- Exercise
Reproduce the listing word for word, leaving every picture behind.

........

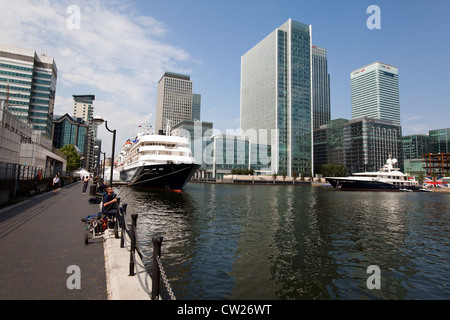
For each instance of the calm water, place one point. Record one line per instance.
(285, 242)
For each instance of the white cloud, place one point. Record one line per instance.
(117, 54)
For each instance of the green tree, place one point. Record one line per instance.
(73, 158)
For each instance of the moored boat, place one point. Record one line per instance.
(388, 178)
(156, 161)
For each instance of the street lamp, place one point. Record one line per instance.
(98, 121)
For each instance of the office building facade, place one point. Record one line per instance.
(375, 92)
(83, 107)
(368, 143)
(68, 130)
(276, 96)
(328, 143)
(320, 87)
(175, 101)
(28, 85)
(440, 140)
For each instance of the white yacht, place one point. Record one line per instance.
(388, 178)
(156, 161)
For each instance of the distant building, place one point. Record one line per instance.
(175, 101)
(199, 132)
(328, 143)
(375, 92)
(320, 87)
(440, 140)
(276, 96)
(28, 84)
(368, 143)
(226, 152)
(21, 145)
(415, 147)
(83, 107)
(196, 106)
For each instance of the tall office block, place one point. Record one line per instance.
(276, 96)
(174, 100)
(375, 92)
(28, 84)
(83, 107)
(68, 130)
(440, 140)
(415, 146)
(369, 142)
(196, 106)
(320, 87)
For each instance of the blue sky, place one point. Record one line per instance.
(122, 48)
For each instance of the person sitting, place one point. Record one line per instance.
(109, 206)
(101, 189)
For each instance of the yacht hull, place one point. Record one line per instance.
(366, 185)
(168, 176)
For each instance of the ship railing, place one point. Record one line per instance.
(141, 267)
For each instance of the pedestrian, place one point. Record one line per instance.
(109, 202)
(85, 183)
(55, 183)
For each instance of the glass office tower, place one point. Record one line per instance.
(174, 100)
(28, 84)
(375, 92)
(320, 87)
(276, 96)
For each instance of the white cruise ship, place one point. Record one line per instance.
(156, 161)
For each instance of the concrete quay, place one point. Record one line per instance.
(44, 257)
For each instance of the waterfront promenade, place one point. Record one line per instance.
(41, 239)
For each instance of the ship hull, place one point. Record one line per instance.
(168, 176)
(367, 185)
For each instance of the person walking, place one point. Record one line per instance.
(55, 183)
(85, 183)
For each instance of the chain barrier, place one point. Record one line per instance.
(165, 280)
(144, 282)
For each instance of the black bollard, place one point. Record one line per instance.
(157, 242)
(122, 225)
(133, 242)
(116, 224)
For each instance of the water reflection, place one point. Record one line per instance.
(285, 242)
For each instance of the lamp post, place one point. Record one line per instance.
(103, 170)
(98, 121)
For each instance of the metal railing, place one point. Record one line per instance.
(137, 267)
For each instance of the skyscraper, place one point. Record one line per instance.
(276, 96)
(375, 92)
(196, 106)
(83, 107)
(174, 100)
(28, 84)
(320, 87)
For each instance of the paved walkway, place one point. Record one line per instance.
(40, 238)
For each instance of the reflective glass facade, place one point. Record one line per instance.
(320, 87)
(368, 143)
(276, 94)
(375, 92)
(28, 82)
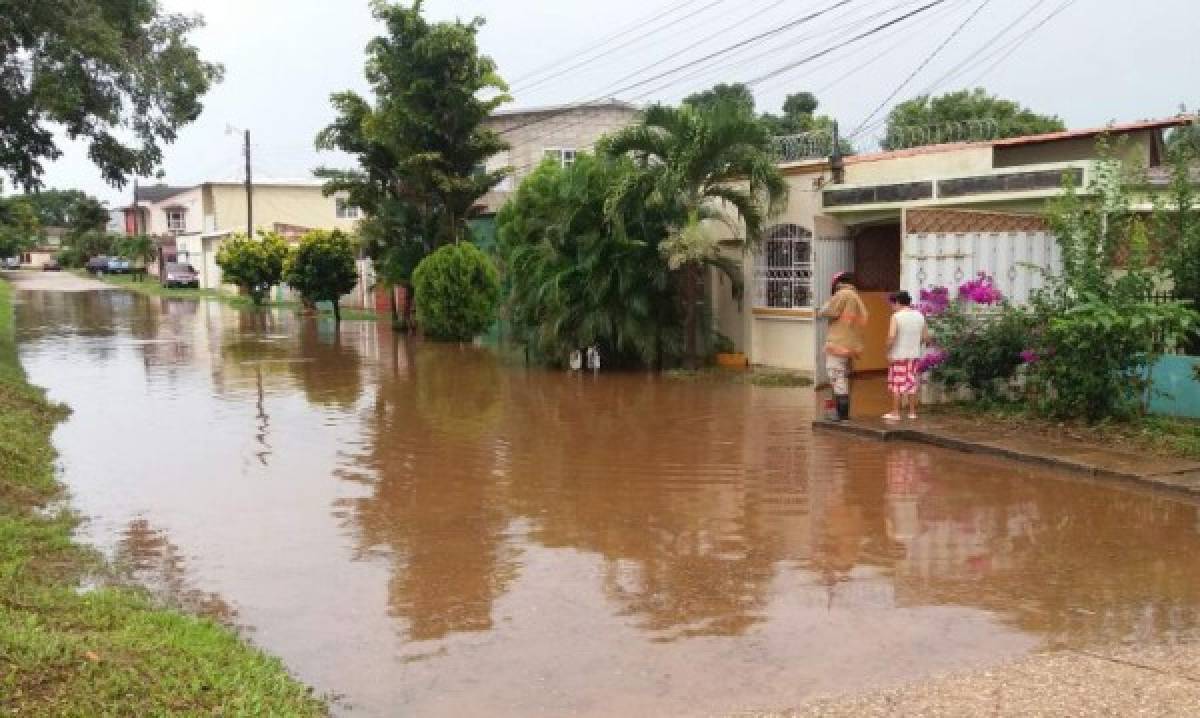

........

- Exercise answer
For each instance of the calm water, place one point. Record one line per instance.
(285, 242)
For each instance of the white cloud, place one point. Record one line per instance.
(117, 54)
For each instance of the green tree, place one point. Record one line per instance.
(73, 158)
For each instance of the moored boat, place one point. Record one line per instance.
(388, 178)
(156, 161)
For each instance of the street lamp, place one point. Record one line per instance.
(98, 121)
For each instance of the office building facade, place one point. Record one line per instance.
(375, 92)
(83, 107)
(368, 143)
(68, 130)
(276, 96)
(328, 143)
(320, 87)
(175, 101)
(28, 85)
(440, 140)
For each instance of the white yacht, place one point. Record one line per instance.
(388, 178)
(156, 161)
For each instance of the distant building, place one point. Record one line per instance.
(175, 101)
(199, 132)
(328, 143)
(375, 92)
(320, 87)
(440, 140)
(276, 96)
(28, 84)
(368, 143)
(226, 152)
(21, 145)
(415, 147)
(83, 107)
(196, 106)
For each instance of the tall office block, place one point. Record one line per instance.
(276, 96)
(174, 100)
(375, 92)
(28, 84)
(83, 107)
(68, 130)
(440, 140)
(415, 146)
(369, 142)
(196, 106)
(320, 87)
For each instance of the blue sky, place one point. Record one line per instance.
(122, 48)
For each instance of the person sitting, place one point. Record one line per instance.
(109, 206)
(101, 189)
For each instance of the yacht hull, place one point. Record one line per instance.
(366, 185)
(168, 176)
For each instance of the ship railing, place one point. Record one line per instance.
(141, 267)
For each instance of the pedestrian, place one point. Record one line per instance.
(109, 202)
(85, 183)
(55, 183)
For each instance of the glass office tower, place one point. Record one line per instance.
(174, 100)
(28, 84)
(375, 92)
(320, 87)
(276, 96)
For each instance of the white cruise ship, place one point. Record one line per instance.
(156, 161)
For each instance of the concrete quay, place one point. Record one line per instance.
(44, 257)
For each instance of the waterfront promenade, place one point. Record one line per instance.
(41, 239)
For each instance of the ship hull, place one point. Record one line per instance.
(168, 176)
(367, 185)
For each instance of the person walking, place one point. Record one line per instance.
(55, 183)
(85, 183)
For each instance of the chain barrier, place one point. Record one line per instance.
(165, 280)
(144, 282)
For each instance of the black bollard, place one point. Record one line per instance.
(157, 242)
(122, 225)
(133, 242)
(116, 224)
For each instance of the water reflection, place one point. Record one line per instance.
(285, 242)
For each instance of the lamp post, place one point. Record one line per instance.
(103, 170)
(98, 121)
For each instance of the metal railing, place one point. Record one line per instance.
(137, 267)
For each instance of the skyscraper, place one point. Record one line per instance.
(276, 96)
(375, 92)
(196, 106)
(83, 107)
(174, 100)
(28, 84)
(320, 87)
For each instance of the paved walkway, place one point. Record one line per instance.
(40, 238)
For each instance of the reflective glass facade, place one point. Record one line per instance.
(320, 87)
(368, 143)
(276, 94)
(375, 92)
(28, 82)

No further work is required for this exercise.